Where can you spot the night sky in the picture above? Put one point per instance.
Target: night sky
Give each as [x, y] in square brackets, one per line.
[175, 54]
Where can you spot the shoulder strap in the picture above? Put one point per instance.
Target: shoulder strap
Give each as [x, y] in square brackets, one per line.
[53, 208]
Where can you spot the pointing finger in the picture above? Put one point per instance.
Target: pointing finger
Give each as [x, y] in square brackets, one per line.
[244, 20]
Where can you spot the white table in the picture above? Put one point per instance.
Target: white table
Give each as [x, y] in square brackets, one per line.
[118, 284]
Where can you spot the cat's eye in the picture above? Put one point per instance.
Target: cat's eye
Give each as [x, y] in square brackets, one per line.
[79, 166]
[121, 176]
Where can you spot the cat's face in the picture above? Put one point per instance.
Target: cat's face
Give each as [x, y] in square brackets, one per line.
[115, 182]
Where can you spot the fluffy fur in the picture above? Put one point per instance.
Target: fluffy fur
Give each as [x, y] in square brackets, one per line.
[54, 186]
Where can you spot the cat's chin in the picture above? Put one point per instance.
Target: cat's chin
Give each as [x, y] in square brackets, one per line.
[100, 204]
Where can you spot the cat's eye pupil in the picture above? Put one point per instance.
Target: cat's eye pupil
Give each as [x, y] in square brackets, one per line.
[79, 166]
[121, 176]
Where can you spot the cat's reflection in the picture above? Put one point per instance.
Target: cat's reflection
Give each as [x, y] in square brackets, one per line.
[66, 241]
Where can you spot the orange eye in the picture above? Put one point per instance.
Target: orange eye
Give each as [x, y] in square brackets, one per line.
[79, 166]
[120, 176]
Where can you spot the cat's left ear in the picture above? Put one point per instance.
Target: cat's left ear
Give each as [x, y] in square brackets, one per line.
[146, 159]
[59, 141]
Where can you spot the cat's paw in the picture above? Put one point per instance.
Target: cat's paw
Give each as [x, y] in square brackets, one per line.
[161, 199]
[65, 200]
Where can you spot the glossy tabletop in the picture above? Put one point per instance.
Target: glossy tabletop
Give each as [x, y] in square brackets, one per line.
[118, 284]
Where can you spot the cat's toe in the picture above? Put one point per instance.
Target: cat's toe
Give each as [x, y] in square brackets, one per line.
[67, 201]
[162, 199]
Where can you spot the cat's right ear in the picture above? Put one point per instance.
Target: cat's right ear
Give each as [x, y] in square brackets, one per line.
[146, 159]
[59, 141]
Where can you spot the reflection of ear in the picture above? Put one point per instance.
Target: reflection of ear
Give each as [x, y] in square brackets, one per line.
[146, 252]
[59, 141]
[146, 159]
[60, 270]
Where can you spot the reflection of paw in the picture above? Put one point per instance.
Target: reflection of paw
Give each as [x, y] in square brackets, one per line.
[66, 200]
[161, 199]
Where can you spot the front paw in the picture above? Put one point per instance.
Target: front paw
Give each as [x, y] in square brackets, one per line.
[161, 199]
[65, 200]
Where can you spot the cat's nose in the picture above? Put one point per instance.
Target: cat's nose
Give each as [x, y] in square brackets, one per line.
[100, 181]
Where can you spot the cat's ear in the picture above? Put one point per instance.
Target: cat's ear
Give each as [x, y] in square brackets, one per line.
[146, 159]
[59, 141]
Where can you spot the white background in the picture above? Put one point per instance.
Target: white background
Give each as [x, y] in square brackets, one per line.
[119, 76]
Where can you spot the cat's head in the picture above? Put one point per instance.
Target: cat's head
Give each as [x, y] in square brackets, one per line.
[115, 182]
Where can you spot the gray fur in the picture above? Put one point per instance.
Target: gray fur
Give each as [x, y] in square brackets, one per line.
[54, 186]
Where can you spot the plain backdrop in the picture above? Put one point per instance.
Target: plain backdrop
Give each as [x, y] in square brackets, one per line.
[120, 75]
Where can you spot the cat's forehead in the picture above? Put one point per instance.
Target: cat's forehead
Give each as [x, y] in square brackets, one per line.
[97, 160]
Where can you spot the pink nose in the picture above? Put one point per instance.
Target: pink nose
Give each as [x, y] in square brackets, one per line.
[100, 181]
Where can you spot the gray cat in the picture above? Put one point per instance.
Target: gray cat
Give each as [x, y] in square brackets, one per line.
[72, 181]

§ **Directions for this task**
Copy the listing above word for word, from the line containing "Where can you spot the pink" through the end of the listing, including both of those lines.

§ **Finished exercise**
Where can you spot the pink nose in the picture above? Put one point per instance.
Target: pink nose
Give each as [x, y] in square brackets, one per line.
[100, 181]
Where can you spot the gray cat in the picture above? Put one point per instance.
Target: gray cat
Give each as [x, y] in square brackets, one per line.
[72, 181]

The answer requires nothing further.